● **DOCUMENT SEGMENT**:
───
ST. LOUIS (KMOX) – Johnson and Johnson prepares to battle with another woman claiming its talcum baby powder caused her ovarian cancer – a case that threatens a domino effect of multi-million dollar verdicts against the healthcare giant.
Already two juries in St. Louis have hit Johnson and Johnson hard for its talcum powder — awarding $72 million to one cancer plaintiff and $55 million to another. Johnson and Johnson is appealing the awards, but the legal challenge facing the company is formidable.
Some 1,800 cases have been filed in St. Louis against Johnson and Johnson for its talcum powder, according to the Onder Law Firm – which claims to have a total of 3,500 talcum powder clients.
Johnson and Johnson attorney John Beisner will argue that there is no scientific link between talc and cancer. The company, at this point, plans to fight each case individually, hoping to convince juries that the science behind the allegations is “totally lacking.”
In a statement, Johnson and Johnson says a judge in New Jersey recently tossed out two baby powder cancer lawsuits for lack of scientific evidence.
But if Johnson and Johnson loses a third case here — with another multi-million dollar judgement — it could put more pressure on the company to offer a settlements.
Related story: Attorney: At Least 1,000 More Baby Powder Lawsuits Filed
This latest case in St. Louis was filed by a woman from Modesto, California. Deborah Giannecchini will testify she was diagnosed with ovarian cancer in 2012, after using Johnson and Johnson talcum powder for years.
“Ovarian cancer is obviously a very deadly disease, a very painful and tortuous death unfortunately,” said her attorney Jim Onder. “It’s sad that these women have to needlessly suffer like this, simply because Johnson and Johnson wasn’t willing to put a warning on the label.”
Onder will argue the company knew about the possible risks, but never told consumers.
───
● **WHAT TO DO**:
**A.** Which people does the talcum powder lawsuit article mention by name?
**B.** Can you carry on the talcum powder lawsuit article past its last sentence?

Data entries
───
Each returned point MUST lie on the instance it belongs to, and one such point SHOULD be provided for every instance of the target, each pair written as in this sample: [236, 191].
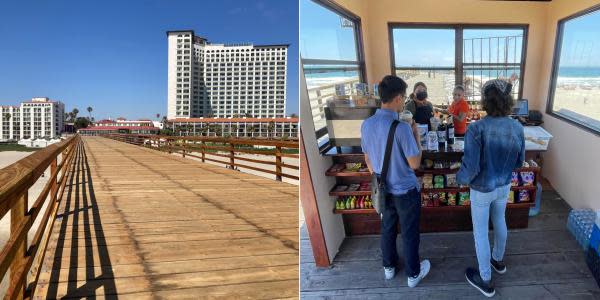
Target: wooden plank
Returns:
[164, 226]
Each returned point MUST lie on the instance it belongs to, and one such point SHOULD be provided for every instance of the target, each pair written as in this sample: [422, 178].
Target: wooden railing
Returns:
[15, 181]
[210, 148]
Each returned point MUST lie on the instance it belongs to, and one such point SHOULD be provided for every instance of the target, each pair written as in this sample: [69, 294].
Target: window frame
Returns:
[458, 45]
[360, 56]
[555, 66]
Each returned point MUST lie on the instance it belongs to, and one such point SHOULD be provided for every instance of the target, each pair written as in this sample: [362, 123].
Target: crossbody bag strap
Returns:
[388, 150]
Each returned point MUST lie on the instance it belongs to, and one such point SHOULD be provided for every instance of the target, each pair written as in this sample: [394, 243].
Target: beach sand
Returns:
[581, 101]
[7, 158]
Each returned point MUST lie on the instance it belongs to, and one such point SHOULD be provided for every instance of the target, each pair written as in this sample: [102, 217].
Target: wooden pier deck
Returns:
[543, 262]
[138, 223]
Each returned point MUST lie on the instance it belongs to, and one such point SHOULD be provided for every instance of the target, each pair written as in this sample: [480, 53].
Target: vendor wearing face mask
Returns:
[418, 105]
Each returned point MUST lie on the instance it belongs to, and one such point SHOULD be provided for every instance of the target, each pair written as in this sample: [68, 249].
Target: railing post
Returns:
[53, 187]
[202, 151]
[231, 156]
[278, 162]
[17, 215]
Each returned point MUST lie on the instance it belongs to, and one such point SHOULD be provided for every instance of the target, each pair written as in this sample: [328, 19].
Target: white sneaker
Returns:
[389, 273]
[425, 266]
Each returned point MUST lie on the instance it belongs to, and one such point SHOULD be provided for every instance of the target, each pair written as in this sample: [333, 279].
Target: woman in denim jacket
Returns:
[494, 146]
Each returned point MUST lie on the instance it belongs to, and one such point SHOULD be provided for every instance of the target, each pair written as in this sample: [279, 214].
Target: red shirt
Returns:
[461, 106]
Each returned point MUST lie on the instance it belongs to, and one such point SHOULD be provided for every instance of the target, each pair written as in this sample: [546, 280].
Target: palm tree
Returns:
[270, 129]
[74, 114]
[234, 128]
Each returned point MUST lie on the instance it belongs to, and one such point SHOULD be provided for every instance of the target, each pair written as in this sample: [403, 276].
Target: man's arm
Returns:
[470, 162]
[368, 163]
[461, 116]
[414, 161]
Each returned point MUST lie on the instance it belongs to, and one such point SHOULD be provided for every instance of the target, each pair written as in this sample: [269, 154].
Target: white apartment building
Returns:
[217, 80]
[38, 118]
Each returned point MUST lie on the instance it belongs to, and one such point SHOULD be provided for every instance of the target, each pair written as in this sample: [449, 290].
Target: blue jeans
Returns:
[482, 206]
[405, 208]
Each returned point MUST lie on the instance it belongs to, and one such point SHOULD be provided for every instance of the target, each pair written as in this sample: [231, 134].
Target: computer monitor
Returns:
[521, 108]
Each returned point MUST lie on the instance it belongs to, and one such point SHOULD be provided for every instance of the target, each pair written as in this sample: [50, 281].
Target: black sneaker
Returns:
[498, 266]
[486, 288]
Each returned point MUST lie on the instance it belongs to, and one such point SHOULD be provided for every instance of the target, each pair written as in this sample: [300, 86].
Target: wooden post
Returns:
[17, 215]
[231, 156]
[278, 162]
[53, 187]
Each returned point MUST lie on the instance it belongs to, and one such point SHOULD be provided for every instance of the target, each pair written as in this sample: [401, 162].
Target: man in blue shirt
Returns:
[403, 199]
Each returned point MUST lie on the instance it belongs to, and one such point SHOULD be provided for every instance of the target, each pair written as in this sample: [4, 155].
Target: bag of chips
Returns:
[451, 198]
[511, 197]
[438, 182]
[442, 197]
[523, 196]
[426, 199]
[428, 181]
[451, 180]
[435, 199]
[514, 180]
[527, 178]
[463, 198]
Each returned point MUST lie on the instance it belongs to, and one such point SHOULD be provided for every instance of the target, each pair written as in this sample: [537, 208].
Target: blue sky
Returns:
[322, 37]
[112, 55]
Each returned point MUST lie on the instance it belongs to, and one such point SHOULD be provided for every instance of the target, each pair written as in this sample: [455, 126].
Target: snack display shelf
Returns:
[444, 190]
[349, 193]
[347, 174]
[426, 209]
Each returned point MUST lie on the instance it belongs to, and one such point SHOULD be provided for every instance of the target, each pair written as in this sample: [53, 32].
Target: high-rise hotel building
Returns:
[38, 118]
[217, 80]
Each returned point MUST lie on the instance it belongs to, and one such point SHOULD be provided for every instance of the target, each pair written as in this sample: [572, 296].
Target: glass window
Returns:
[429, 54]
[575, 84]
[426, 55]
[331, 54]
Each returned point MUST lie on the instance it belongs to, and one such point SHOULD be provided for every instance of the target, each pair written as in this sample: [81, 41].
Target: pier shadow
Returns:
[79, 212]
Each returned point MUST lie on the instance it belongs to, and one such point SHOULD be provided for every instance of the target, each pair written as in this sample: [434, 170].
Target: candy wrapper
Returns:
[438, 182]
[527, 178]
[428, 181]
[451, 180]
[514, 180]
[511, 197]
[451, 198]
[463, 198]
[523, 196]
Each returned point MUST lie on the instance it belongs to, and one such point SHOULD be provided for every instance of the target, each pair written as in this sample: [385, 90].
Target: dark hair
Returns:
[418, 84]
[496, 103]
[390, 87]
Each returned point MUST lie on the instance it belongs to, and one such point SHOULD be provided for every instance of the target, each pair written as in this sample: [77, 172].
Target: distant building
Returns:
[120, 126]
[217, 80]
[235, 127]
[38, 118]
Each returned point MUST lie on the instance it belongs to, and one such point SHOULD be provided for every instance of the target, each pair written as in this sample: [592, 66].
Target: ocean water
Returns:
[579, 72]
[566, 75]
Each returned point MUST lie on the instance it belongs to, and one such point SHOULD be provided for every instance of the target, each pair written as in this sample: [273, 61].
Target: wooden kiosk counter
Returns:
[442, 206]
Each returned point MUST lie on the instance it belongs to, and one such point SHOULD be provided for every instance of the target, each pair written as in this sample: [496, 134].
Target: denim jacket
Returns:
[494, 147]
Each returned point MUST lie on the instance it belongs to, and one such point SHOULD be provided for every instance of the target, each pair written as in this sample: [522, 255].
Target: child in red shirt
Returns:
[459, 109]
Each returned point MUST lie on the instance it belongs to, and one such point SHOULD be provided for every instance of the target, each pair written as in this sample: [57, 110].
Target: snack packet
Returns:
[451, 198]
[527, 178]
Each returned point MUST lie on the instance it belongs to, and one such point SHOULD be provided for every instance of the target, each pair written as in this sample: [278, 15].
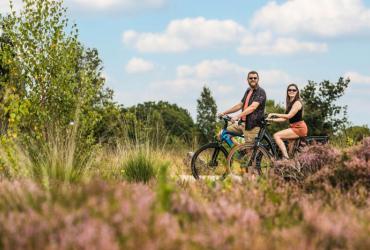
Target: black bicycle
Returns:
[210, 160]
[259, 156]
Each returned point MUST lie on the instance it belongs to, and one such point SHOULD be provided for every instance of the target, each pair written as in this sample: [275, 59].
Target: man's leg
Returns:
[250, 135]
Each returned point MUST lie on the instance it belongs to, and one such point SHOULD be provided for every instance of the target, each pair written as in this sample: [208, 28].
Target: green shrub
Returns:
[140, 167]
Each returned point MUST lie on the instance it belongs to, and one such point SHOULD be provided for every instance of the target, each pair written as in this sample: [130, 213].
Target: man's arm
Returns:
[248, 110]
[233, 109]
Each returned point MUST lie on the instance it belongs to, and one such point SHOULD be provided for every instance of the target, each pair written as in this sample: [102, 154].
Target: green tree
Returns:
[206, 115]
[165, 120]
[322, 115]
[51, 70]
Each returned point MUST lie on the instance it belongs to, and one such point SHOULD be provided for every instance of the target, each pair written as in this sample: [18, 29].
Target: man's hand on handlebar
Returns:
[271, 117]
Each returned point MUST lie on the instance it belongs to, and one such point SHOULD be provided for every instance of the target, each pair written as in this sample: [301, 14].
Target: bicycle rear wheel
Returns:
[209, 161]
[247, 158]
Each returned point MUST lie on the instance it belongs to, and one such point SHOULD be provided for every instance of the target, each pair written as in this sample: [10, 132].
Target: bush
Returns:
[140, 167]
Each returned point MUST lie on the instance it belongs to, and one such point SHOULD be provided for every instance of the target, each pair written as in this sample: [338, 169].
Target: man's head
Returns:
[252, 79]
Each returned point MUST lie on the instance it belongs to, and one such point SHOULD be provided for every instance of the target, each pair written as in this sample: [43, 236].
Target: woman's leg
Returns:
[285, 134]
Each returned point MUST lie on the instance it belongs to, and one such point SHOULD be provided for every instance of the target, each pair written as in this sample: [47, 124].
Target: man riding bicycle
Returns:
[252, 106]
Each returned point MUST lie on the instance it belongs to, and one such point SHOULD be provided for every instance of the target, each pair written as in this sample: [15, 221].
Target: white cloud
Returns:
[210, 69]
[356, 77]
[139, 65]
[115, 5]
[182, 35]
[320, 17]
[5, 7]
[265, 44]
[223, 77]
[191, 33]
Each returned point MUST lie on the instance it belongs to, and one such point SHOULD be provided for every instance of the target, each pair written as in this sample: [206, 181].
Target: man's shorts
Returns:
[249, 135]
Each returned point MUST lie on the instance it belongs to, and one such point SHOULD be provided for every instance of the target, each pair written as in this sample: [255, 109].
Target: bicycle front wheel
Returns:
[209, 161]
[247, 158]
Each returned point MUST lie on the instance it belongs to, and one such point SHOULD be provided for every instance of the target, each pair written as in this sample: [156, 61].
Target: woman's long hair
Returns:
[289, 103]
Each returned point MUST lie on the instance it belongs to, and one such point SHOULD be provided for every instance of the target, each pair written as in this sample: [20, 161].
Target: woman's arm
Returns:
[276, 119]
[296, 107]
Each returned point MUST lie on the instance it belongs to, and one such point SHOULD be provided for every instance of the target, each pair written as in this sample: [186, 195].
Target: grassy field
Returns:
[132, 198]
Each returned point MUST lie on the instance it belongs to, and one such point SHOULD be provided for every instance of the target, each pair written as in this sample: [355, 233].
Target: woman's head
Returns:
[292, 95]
───
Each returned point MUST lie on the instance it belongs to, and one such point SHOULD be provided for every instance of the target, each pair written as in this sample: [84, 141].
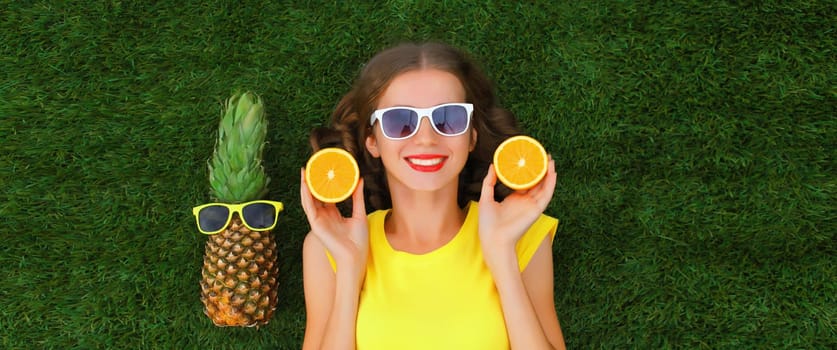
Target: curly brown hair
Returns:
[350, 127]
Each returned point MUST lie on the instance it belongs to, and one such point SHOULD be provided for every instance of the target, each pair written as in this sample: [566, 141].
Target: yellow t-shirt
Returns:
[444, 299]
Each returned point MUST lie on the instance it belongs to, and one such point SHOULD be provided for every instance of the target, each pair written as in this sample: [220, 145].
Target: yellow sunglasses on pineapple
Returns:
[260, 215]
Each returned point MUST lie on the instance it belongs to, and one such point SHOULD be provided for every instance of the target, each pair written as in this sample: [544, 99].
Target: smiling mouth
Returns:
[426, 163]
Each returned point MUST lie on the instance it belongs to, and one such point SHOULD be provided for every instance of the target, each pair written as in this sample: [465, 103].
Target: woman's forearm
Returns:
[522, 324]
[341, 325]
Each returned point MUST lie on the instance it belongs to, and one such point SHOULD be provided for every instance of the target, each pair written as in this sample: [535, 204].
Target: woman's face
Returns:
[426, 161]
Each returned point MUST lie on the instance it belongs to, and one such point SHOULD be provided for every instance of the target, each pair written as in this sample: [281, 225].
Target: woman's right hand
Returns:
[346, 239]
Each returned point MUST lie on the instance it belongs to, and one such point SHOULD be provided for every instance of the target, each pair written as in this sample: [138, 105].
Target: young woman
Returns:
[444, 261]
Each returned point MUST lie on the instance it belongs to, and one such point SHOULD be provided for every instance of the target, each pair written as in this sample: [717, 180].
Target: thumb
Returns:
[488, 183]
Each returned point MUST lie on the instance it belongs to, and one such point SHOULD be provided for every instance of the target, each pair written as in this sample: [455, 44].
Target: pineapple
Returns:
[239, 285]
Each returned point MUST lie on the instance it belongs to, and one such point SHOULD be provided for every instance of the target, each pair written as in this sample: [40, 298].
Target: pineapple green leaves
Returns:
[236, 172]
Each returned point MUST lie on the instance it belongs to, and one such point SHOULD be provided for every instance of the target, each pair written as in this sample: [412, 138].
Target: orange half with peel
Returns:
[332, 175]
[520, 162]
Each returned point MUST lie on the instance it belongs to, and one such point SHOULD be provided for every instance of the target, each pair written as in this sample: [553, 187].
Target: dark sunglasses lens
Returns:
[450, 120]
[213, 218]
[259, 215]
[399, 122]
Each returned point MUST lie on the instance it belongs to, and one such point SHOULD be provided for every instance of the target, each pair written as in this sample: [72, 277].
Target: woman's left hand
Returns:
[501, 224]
───
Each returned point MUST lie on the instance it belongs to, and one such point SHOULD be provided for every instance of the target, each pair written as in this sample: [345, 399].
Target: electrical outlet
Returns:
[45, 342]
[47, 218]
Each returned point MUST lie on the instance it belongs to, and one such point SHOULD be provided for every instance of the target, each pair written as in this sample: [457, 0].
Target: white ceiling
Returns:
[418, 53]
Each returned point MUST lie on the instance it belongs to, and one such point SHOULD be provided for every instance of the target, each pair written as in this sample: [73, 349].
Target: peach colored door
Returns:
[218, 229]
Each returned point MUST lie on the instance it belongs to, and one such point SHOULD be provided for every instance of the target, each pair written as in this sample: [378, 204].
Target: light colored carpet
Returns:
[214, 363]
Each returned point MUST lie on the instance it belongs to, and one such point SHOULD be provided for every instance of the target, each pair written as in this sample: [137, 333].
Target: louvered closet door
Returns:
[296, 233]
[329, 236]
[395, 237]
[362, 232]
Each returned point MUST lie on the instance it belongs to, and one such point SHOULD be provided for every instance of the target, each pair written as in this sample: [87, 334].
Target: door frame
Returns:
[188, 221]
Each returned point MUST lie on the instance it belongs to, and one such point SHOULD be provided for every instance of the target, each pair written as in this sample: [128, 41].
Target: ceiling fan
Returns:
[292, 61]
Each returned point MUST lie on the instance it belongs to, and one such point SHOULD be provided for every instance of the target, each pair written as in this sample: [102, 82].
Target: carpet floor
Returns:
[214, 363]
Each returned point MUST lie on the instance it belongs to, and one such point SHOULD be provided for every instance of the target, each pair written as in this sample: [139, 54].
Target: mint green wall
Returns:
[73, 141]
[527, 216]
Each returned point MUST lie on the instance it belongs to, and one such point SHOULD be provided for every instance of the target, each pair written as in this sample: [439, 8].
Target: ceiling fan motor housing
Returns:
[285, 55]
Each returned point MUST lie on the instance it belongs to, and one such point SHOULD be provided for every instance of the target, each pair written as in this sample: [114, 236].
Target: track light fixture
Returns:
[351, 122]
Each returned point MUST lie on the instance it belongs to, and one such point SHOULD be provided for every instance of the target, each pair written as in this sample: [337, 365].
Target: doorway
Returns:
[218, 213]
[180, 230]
───
● **EXERCISE ANSWERS**:
**A.** John Beisner, Deborah Giannecchini, Jim Onder

**B.**
“It’s one of these things that make you angry,” Onder said, “I mean, had you just known, you could have made an informed decision, and it’s not right for Johnson and Johnson and others to have deprived women of that opportunity.”
The two-week trial is expected to delve into company documents.
“The internal documents show that as the medical community became aware that talc causes cancer, they (Johnson and Johnson) began target-marketing to blacks and hispanics, the two groups they knew were at risk and who were the the highest user rates,” Onder said.
Jury selection is expected to last through Wednesday with opening arguments possible Thursday morning.
Johnson and Johnson released a statement on the case:
“We recognize that women and families affected by ovarian cancer are searching for answers, and we deeply sympathize with everyone affected by this devastating disease. We are defending the safety of Johnson’s Baby Powder because science, research, clinical evidence and decades of studies by medical experts around the world continue to support the safety of cosmetic talc.
Among the many studies that have confirmed the safety of talcum powder use, two widely-accepted, forward-looking, prospective cohort studies that included more than 130,000 women and were run over a long period of time – the Nurses’ Health Study by the Harvard School of Public Health published in 2000 and 2010 and the Women’s Health Initiative Observational Cohort by the U.S. National Institutes of Health published in 2014 – found no association between talc use for feminine hygiene and ovarian cancer. Another forward-looking, prospective cohort study, The Sister Study, published just this year by researchers from the National Institute of Environmental Health Sciences, involved 50,884 women in the US and Puerto Rico and likewise found no association between talc use and ovarian cancer. In addition, no governmental or non-governmental authority has concluded that talc causes ovarian cancer.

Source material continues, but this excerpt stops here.